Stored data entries
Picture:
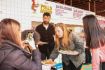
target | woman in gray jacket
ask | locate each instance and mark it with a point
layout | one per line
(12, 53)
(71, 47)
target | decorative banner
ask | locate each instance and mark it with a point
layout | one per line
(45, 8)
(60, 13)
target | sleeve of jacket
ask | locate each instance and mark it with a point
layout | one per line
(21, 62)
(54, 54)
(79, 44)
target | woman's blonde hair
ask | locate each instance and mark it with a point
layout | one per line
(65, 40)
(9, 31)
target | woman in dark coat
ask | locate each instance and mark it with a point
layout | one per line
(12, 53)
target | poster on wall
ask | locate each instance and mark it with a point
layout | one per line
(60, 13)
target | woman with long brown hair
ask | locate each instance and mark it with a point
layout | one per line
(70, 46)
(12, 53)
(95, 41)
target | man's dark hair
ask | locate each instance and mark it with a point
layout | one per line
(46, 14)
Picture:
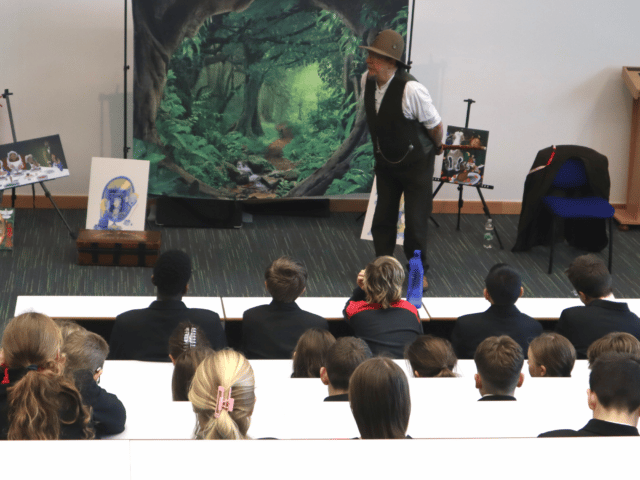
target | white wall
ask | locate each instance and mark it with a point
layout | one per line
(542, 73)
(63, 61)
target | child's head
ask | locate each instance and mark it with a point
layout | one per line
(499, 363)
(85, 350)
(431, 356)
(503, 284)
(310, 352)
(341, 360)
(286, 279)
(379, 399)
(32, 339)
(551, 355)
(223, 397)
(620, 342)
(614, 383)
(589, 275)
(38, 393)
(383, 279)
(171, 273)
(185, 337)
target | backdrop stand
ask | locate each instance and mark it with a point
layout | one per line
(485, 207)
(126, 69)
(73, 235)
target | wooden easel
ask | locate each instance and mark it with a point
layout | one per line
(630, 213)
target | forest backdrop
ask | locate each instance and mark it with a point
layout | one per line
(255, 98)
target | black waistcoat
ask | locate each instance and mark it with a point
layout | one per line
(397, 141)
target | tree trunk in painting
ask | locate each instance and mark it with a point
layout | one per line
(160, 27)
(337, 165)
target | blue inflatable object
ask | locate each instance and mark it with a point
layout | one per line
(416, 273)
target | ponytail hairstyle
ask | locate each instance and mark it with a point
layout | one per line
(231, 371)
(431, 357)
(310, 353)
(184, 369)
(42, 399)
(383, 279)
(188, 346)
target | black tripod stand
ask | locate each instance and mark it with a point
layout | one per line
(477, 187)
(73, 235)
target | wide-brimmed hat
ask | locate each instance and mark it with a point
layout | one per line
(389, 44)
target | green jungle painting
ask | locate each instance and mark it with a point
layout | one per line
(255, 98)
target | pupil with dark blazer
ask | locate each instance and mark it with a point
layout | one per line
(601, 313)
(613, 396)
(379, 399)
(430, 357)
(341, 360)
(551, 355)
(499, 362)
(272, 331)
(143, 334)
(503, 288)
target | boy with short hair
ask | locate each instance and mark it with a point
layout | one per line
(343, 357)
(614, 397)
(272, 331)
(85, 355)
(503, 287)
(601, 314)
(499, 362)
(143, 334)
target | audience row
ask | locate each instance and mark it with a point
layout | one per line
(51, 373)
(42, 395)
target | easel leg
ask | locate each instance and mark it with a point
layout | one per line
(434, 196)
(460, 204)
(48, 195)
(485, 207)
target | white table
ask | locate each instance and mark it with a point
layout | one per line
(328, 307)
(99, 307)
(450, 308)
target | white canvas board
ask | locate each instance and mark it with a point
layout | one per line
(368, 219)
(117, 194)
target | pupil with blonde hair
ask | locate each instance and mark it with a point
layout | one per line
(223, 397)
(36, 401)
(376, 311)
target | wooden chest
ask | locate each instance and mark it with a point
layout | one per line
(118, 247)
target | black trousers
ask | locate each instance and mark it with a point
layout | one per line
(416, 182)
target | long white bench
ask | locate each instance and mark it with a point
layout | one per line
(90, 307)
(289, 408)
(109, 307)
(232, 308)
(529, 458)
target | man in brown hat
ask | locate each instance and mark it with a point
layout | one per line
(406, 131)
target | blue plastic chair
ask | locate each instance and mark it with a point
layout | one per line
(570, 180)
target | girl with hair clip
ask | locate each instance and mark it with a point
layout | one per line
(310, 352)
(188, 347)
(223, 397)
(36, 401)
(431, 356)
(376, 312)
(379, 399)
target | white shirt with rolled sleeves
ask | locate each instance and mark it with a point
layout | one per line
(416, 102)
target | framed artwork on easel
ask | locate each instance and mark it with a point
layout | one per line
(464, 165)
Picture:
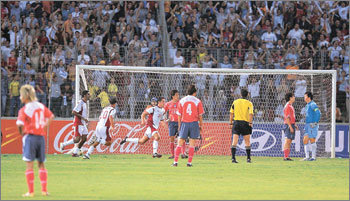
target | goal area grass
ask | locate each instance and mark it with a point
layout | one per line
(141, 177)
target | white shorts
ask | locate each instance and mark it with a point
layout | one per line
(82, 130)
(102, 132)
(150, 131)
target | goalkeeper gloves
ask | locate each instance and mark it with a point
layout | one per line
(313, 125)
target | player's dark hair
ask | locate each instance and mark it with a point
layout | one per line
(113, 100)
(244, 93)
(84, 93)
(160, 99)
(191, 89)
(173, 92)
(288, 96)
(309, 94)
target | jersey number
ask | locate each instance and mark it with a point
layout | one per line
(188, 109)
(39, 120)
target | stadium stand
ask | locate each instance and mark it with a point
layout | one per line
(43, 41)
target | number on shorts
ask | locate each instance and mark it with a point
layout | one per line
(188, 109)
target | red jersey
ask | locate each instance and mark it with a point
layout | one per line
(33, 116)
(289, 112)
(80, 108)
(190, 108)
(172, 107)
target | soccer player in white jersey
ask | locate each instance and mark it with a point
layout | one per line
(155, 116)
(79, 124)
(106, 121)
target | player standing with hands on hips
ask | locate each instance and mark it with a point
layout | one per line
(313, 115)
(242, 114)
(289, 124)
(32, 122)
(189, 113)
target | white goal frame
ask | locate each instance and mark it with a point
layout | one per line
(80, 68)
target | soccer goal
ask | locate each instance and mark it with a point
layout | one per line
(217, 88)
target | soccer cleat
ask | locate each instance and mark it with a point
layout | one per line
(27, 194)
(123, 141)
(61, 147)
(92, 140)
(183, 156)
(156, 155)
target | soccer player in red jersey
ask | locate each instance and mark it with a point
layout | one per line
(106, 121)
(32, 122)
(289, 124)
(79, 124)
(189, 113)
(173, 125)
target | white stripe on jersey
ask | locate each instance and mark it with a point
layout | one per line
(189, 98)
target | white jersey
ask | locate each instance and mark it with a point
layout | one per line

## ACTION ITEM
When a line among the entries above contains "easel", copy it.

## TASK OUTPUT
target | wooden easel
target | easel leg
target | framed artwork on easel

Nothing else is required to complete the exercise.